=== Passage provided ===
Decollectivization: Agrarian Reform

It is not a matter of violence or illegality. The fact is that small farmers are losing their lands because they are selling them. Why do they do it? In order to stop this agrarian counterreform it is necessary to change the focus, to defend the proprietors more than the property. It is necessary to listen to the producers: what do they want to do with the lands they received?

Nitlápan-Envío team

The Nicaraguan peasantry's permanent demand for property has meant that in the last 13 years more than 200,000 peasant families have obtained over 4 million acres of land through agrarian reform. More than half of this land was transferred at the end of the war to peasants who had fought with the Resistance or in the army.

The agrarian reform profoundly changed one of the primary structural obstacles to the Nicaraguan economy's sustainable development: the unequal distribution of land. The changes in agrarian structure also had an important effect on reducing the amount of idle land and the large monocrop farms, which depend heavily on imported inputs and state subsidies and tend to spend their profits on consumption rather than reinvest them.

The new agrarian structure has offered Nicaragua the first opportunity in its history to intensify agricultural production based on the labor of underemployed peasants and on their own economic rationale. They are the ones with the greatest potential to make good use of the national resources.

Agrarian Reform Land for Sale

Despite these transcendental achievements, the current tendency is a reversal of the agrarian reform. Although it is very difficult to quantify how much reformed sector land has been sold by its peasant beneficiaries, studies in four of the country's departments (Boaco, Chontales, Masaya and Rivas) estimate that 14% has already been sold. These studies reveal that in some cattle regions (Nueva Guinea, Camoapa, Acoyapa) where families of demobilized Resistance members settled, almost a third of the distributed land has been sold at prices ranging between $50 and $100 per acre, which illustrates that it is a buyer's market, with the sellers at a serious disadvantage.

=== Recorded data ===
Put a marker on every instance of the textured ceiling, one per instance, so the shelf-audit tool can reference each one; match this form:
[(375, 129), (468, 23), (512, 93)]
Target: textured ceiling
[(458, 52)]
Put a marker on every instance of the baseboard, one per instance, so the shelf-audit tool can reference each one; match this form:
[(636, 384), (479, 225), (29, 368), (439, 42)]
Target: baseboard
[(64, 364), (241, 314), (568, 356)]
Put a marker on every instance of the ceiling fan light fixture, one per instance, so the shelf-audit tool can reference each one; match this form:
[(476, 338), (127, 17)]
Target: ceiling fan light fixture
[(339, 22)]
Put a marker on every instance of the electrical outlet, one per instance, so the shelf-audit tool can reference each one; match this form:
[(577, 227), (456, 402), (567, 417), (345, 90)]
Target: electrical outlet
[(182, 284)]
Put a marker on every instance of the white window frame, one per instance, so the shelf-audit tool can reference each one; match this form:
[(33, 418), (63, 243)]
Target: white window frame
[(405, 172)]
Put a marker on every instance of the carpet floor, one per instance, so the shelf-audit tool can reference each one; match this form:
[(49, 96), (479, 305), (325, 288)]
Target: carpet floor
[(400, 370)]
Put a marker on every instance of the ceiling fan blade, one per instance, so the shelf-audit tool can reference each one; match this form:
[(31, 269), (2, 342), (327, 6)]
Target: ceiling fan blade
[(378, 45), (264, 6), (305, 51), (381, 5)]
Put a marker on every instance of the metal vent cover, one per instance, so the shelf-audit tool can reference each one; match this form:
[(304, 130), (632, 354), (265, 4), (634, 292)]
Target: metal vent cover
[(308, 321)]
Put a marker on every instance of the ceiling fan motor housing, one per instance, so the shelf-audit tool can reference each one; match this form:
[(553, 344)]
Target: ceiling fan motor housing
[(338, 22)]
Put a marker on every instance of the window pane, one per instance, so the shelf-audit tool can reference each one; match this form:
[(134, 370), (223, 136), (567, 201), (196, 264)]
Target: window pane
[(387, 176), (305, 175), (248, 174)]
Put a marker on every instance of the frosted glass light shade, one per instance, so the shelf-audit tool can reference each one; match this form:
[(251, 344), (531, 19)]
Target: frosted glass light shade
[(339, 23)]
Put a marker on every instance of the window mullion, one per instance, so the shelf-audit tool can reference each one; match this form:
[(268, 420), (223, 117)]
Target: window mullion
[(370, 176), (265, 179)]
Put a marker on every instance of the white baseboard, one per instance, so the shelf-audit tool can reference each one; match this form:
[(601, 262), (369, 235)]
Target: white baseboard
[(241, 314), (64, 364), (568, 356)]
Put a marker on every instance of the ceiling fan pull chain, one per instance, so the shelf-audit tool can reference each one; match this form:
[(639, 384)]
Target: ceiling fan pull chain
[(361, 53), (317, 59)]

=== Exercise task 1 ===
Starting with the line of the entries that contains "Put a marker on every instance of the ceiling fan pull" and going on through the last line of the entries, format those lines as a Markdown table with the columns Row and Entry line. Leave out blank lines.
=== Exercise task 2 ===
Pick up the text on Nicaragua's agrarian reform from the point where it stops.

=== Answer 1 ===
| Row | Entry line |
|---|---|
| 1 | Put a marker on every instance of the ceiling fan pull chain, one per instance, so the shelf-audit tool can reference each one; match this form: |
| 2 | [(639, 384)] |
| 3 | Target: ceiling fan pull chain |
| 4 | [(361, 53), (317, 59)] |

=== Answer 2 ===
The main buyers have been some of the National Development Bank's 300 largest clients, a group that includes both well known anti Sandinistas and well known Sandinistas. Bank officials acknowledge that much of the 40% of these clients' production loans that is overdue has been "detoured" to purchase these lands at "give away" prices.

Now back in the hands of large property owners, these lands will once again be dedicated to extensive traditional cattle ranching, excessively dependent on public credit. The advantages of small and medium farms will be lost to the country. The tragedy is less that peasants sell their land than that the lands will be used for production that is less efficient for the national economy. Another aspect of the tragedy is that these property changes are not taking place because the buyers are economically more efficient, but because they are privileged clients of state bank credit.

Peasant Initiated Agrarian Reform

Everyone in Nicaragua agrees that the country's stability and economic reactivation depend on resolving the property problem, but the approach differs widely. Urban public opinion and the government most fear an eventual conflict between former owners affected by the agrarian reform and its peasant beneficiaries. But this is not the biggest problem; the number of cases in which the conflicts have reached a crisis point leading to violent confrontations or evictions is insignificant.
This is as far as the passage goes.